INSTRUCTION A: Using the Wooyung passage, explain why the reserve was given the name Wooyung Nature Reserve. Answer in one to three sentences.
INSTRUCTION B:
Answer these questions from the Wooyung passage:
(i) How large is the reserve, in hectares?
(ii) What forms the reserve's western boundary?
(iii) What does the word "Wooyung" mean?
INSTRUCTION C: Output the section of the Wooyung passage that begins at "The reserve was" and stops after "on the beach.".

DOCUMENT SEGMENT:
◆ ◆ ◆ ◆ ◆
Wooyung Nature Reserve is is located on the far north coast of NSW between Pottsville to the north and the locality of Wooyung to the south.
The reserve consists of 87 hectares of coastal land bisected by the Tweed Coast Road. Mooball Creek constitutes the reserve’s western boundary, while the eastern boundary is the mean low water mark of the South Pacific Ocean along approximately 2.5km of Mooball Beach and Wooyung Beach.
The reserve was gazetted as a nature reserve on 1st January 1999, and named as Wooyung Nature Reserve due to its proximity to the township of Wooyung as well as the part inclusion of Wooyung Beach within the boundaries of the reserve.
The name ‘Wooyung’ is a Bundjalung word meaning ‘slow’. https://www.bigvolcano.com.au/stories/wooyung/index.html
I was unable to find accommodation at Murwillumbah after not being able to get to the camp ground at Numinbah so went to the Information Centre who directed me to Wooyung. I booked 2 nights and stayed three and even though the weather was rain, the beach was amazing. You could see for miles and miles either direction with uninterrupted pristine views and mostly I was the only person on the beach.
For thousands of years Wooyung was a party place for Australia’s original inhabitants. Nature supplied a bounteous feast of fish, pippies, roots, nuts and fruit in this spot, so the Aborigines built a Bora Ring in the wetlands and congregated here regularly to perform ceremonies and partake of nature’s bounty.
◆ ◆ ◆ ◆ ◆
ENTRIES PROVIDED:
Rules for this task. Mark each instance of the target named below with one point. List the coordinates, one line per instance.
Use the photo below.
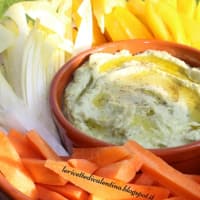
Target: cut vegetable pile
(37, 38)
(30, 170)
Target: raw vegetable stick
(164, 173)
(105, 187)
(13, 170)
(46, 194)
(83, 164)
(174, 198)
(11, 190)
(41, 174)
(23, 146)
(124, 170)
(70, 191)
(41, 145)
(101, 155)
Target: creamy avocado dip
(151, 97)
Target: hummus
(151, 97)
◆ ◆ ◆ ◆ ◆
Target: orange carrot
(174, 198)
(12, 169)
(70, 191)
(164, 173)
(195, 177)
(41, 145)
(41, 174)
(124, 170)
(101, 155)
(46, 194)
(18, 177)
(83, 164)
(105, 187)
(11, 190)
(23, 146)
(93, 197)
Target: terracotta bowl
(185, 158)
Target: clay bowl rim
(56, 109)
◆ ◆ ◆ ◆ ◆
CORRECT OUTPUT A: The reserve was named Wooyung Nature Reserve because it lies close to the township of Wooyung. Part of Wooyung Beach also falls within its boundaries.

CORRECT OUTPUT B:
(i) 87 hectares
(ii) Mooball Creek
(iii) "Slow" (it is a Bundjalung word)

CORRECT OUTPUT C:
The reserve was gazetted as a nature reserve on 1st January 1999, and named as Wooyung Nature Reserve due to its proximity to the township of Wooyung as well as the part inclusion of Wooyung Beach within the boundaries of the reserve.
The name ‘Wooyung’ is a Bundjalung word meaning ‘slow’. https://www.bigvolcano.com.au/stories/wooyung/index.html
I was unable to find accommodation at Murwillumbah after not being able to get to the camp ground at Numinbah so went to the Information Centre who directed me to Wooyung. I booked 2 nights and stayed three and even though the weather was rain, the beach was amazing. You could see for miles and miles either direction with uninterrupted pristine views and mostly I was the only person on the beach.